[Saved entries]
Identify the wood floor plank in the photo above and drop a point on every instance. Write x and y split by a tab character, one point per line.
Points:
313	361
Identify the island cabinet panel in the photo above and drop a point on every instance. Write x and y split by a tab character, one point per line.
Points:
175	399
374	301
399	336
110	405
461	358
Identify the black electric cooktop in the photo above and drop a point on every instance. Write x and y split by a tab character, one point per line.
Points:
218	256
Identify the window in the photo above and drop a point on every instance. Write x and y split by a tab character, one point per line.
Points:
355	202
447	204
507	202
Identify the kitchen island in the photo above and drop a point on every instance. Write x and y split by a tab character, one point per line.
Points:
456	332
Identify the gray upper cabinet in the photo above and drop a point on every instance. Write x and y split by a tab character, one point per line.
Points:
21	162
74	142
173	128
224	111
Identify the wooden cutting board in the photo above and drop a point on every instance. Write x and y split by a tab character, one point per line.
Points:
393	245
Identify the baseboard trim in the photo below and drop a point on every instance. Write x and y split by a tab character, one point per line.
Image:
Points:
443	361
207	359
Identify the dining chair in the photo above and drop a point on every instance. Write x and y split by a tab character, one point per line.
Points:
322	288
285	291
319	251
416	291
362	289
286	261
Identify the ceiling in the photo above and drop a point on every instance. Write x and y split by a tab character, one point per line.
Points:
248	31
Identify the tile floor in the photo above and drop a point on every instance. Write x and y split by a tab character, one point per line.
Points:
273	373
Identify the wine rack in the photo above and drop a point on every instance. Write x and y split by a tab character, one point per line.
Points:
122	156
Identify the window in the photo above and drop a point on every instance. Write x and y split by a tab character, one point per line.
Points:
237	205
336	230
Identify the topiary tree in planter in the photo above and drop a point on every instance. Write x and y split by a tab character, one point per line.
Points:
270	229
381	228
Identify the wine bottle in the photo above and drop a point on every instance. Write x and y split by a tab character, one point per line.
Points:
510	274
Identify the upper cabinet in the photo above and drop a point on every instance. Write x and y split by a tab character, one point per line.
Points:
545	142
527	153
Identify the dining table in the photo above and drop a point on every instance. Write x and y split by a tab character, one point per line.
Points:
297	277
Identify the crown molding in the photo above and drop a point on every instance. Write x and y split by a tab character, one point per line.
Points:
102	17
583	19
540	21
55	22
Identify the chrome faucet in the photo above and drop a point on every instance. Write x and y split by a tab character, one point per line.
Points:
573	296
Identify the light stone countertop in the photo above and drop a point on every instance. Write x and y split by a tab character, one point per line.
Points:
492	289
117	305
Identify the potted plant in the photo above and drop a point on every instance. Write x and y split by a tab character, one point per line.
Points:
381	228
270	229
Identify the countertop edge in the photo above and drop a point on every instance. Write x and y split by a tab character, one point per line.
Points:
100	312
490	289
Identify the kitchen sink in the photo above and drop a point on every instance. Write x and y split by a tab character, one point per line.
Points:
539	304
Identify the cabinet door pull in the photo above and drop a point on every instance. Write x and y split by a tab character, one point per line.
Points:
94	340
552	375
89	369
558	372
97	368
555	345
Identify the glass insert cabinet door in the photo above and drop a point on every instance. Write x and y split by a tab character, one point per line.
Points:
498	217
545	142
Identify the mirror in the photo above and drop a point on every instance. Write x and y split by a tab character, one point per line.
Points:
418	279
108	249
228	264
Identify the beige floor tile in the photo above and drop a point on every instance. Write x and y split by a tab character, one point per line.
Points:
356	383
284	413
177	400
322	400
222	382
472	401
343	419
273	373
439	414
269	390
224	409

● WRITTEN TASK: Reproduce all of the entries above exactly, line for line, with nothing left out or changed.

● SOLUTION:
Identify the wood floor plank in the photo above and drop a point on every instance. Write x and y split by a tab character, one point per line.
Points:
313	361
Identify the island cabinet panel in the photo above and drop a point on every instance. Write x and y split by a tab character, one point per line.
Points:
175	399
374	301
399	336
110	405
461	358
Identify the black electric cooktop in the photo above and drop a point on every instance. Write x and y split by a tab character, one point per line.
Points:
218	256
Identify the window in the photo above and drop a point on every instance. Write x and y split by a tab character, one point per line.
Points:
355	202
447	204
507	202
Identify the kitchen island in the photo above and drop a point on every instance. Write x and y split by a tab character, one point per line.
Points:
456	332
Identify the gray upper cabinet in the photo above and drop a point on every instance. Write x and y split by a tab character, one point per line.
Points:
21	162
74	142
173	128
224	111
Identify the wooden cutting board in the photo above and drop a point on every instance. Write x and y split by a tab character, one point per line.
Points:
393	245
Identify the baseboard trim in the photo below and drop a point on every instance. Write x and y split by a tab character, one point per line.
Image:
Points:
443	361
207	359
Identify the dining chair in the photo above and drop a point on every instance. Write x and y split by a tab character, one point per line.
Points:
322	288
285	291
319	251
416	291
362	289
286	261
Identify the ceiling in the photo above and drop a point on every instance. Write x and y split by a tab character, one point per line.
Points:
248	31
Identify the tile floor in the photo above and drop a point on every instance. Write x and y split by a tab character, one point per line.
Points:
273	373
Identify the wine rack in the photo above and drop a point on every instance. Write x and y split by a tab character, one point per line.
Points:
122	156
Identify the window in the photo above and drop a point on every instance. Write x and y split by a tab character, one point per line.
Points:
237	205
336	230
Identify the topiary tree in planter in the photo above and drop a point on every instance. Write x and y split by a tab character, one point per line.
Points:
270	229
381	228
Identify the wine bottle in the photo above and drop a point on every instance. Write x and y split by a tab character, one point per line.
Points:
510	274
Identify the upper cabinet in the photo above and drop a point on every instance. Write x and y split by a tab character, one point per line.
Points:
545	142
527	153
Identify the dining table in the photo above and drop a point on every instance. Write x and y split by a tab character, one point per line.
Points:
297	277
Identify the crown molding in the photo above and drop a point on every instance. Write x and y split by a tab character, one point per line.
Points:
102	17
583	19
540	21
55	22
Identify the chrome faucet in the photo above and drop a point on every instance. Write x and y split by a tab character, one point per line.
Points:
573	296
Identify the light stone countertop in the photo above and drop a point on every instance. Write x and y split by a tab character, one point per line.
Points:
492	289
117	305
Identify the potted plant in the photo above and drop a point on every instance. Write x and y split by a tab character, one point per line.
Points:
381	228
270	229
Identify the countertop edge in the photo above and drop a point on every instance. Write x and y split by a tab character, one point per line.
Points:
100	312
490	289
Identify the kitchen sink in the photo above and drop a point on every instance. Write x and y split by a tab character, one point per line.
Points:
539	304
Identify the cabinet door pull in the photo above and drop a point on every instance. Write x and y split by a tab character, one point per line.
Points:
94	340
552	375
89	369
558	372
97	368
555	345
Identify the glass insert cabinet door in the photo above and drop a point on every instance. Write x and y split by a tab character, one point per line.
Points:
498	217
545	142
Identify the mirror in the photo above and drop a point on every instance. Write x and y split by a tab character, one point per line.
Points:
418	279
108	249
228	264
Identify the beige floor tile in the photo above and drop a point on every instance. Write x and y split by a tab character, one point per line.
Points:
356	383
284	413
177	400
322	400
222	382
472	401
343	419
273	373
439	414
269	390
224	409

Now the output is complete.